## What is required
Reproduce the lines below in full, replacing each occurrence of "report" with "give" and leaving everything else unchanged.

## Data listing
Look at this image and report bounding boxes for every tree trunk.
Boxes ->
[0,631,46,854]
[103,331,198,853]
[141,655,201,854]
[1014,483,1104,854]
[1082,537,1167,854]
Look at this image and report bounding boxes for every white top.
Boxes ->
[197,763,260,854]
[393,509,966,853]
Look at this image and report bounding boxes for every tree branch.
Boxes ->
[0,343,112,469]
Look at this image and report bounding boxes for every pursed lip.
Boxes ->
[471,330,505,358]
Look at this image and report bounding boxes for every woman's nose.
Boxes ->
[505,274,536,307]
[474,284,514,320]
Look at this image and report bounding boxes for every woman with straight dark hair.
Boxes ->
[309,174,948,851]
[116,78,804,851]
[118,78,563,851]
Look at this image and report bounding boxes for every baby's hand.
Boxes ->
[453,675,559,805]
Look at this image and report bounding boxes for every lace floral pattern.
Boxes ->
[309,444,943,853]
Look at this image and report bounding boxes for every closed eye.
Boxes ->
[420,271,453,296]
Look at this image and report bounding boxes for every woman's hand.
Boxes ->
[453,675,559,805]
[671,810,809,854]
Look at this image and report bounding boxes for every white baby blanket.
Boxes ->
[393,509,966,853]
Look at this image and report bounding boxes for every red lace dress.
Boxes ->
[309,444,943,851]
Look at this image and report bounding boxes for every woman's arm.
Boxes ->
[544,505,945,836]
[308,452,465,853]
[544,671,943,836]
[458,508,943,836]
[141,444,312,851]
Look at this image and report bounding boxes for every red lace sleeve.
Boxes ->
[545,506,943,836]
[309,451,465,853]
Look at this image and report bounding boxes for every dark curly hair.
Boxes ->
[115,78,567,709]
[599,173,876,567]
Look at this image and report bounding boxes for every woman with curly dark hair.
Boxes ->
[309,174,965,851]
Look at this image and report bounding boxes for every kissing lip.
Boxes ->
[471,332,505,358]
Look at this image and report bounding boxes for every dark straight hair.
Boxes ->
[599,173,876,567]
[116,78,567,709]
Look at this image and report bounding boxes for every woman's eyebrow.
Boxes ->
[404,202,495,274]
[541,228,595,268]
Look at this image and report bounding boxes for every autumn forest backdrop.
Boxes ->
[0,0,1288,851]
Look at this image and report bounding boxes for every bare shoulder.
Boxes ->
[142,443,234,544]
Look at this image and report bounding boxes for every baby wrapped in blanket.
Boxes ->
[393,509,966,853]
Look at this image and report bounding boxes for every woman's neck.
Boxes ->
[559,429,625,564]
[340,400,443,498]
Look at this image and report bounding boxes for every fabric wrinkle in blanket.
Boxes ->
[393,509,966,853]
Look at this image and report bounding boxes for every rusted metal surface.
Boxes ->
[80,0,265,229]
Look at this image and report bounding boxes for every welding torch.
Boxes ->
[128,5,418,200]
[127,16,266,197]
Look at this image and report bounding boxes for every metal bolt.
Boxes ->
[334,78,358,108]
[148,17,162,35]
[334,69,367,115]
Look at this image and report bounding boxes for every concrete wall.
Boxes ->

## The result
Look at this image and give bounding boxes for every tree trunk.
Boxes ->
[0,631,46,854]
[103,331,198,853]
[141,655,201,854]
[1014,483,1104,854]
[1082,537,1167,854]
Look at this image and give bounding boxes for every white top.
Boxes ->
[197,763,260,854]
[393,509,966,853]
Look at this image and give bounding boxes for every tree branch.
Boxes ->
[0,343,112,469]
Look at this image and give bounding boxes for every pursed lip.
Boxes ->
[471,330,505,358]
Look at this image and give bounding boxes for every woman's nose.
Boxes ->
[505,274,536,307]
[474,284,514,320]
Look at this image and give bounding boxes for every woman with straight dark hair.
Boxes ->
[309,174,948,851]
[116,78,804,851]
[118,78,563,851]
Look at this image and give bounding boxes for every baby's hand.
Boxes ->
[453,675,559,805]
Look at this image and give bounding boxes for every lace floral pattern.
Boxes ->
[309,444,943,853]
Look at this image and give bounding boxes for every closed eye.
Boxes ->
[420,271,453,296]
Look at this image and give bounding boxes for every woman's hand.
Boxes ->
[453,675,559,805]
[671,810,809,854]
Look at this image and give bounding boxes for every white baby blanket.
Boxes ->
[393,509,966,853]
Look at this image and give bounding boxes for every red lace dress.
Boxes ->
[309,444,943,851]
Look at this image and give bounding boxes for every woman's arm.
Boxes ->
[544,505,945,836]
[308,452,465,853]
[544,671,943,836]
[458,508,943,836]
[141,444,312,851]
Look at this image and give bounding boxes for every red lace sleeve.
Boxes ->
[545,506,943,836]
[309,451,465,853]
Look at this image and give bounding boxes for every dark curly hair.
Boxes ->
[115,78,567,709]
[599,173,876,567]
Look at this image and give bounding boxes for every woman with curly dark hair.
Boxes ->
[309,174,965,851]
Look at this image and give bounding boxes for every kissing lip.
Boxes ->
[471,332,505,358]
Look at this image and give bounding boxes for every dark straight hair.
Boxes ->
[599,173,876,567]
[116,78,567,709]
Look at this image and give bounding boxes for every woman's eyebrow.
Boxes ->
[404,202,495,274]
[541,228,595,268]
Look at this image and give bounding boxes for every autumn forest backdrop.
Boxes ->
[0,0,1288,851]
Look at this image and give bounding boxes for every bare shoulder.
Boxes ->
[142,443,234,544]
Look at this image and give bounding boxes for every baby wrapped in blanket.
Boxes ->
[393,509,966,853]
Look at this image and give bounding boxes for every woman's neck.
Boxes ->
[559,429,625,564]
[340,400,443,498]
Look at this image and give bounding boxes for every fabric wrinkle in blanket.
Boxes ->
[393,509,966,853]
Look at this image and give bounding boxes for every rusted metal surface.
Boxes ->
[80,0,265,229]
Look at this image and give bounding boxes for every welding torch.
Boxes ->
[128,5,418,200]
[127,16,266,197]
Look at this image and give bounding boxes for every metal bolt.
Boxes ->
[334,78,358,108]
[148,17,162,35]
[334,69,367,115]
Look at this image and give bounding boxes for every concrete wall.
Boxes ->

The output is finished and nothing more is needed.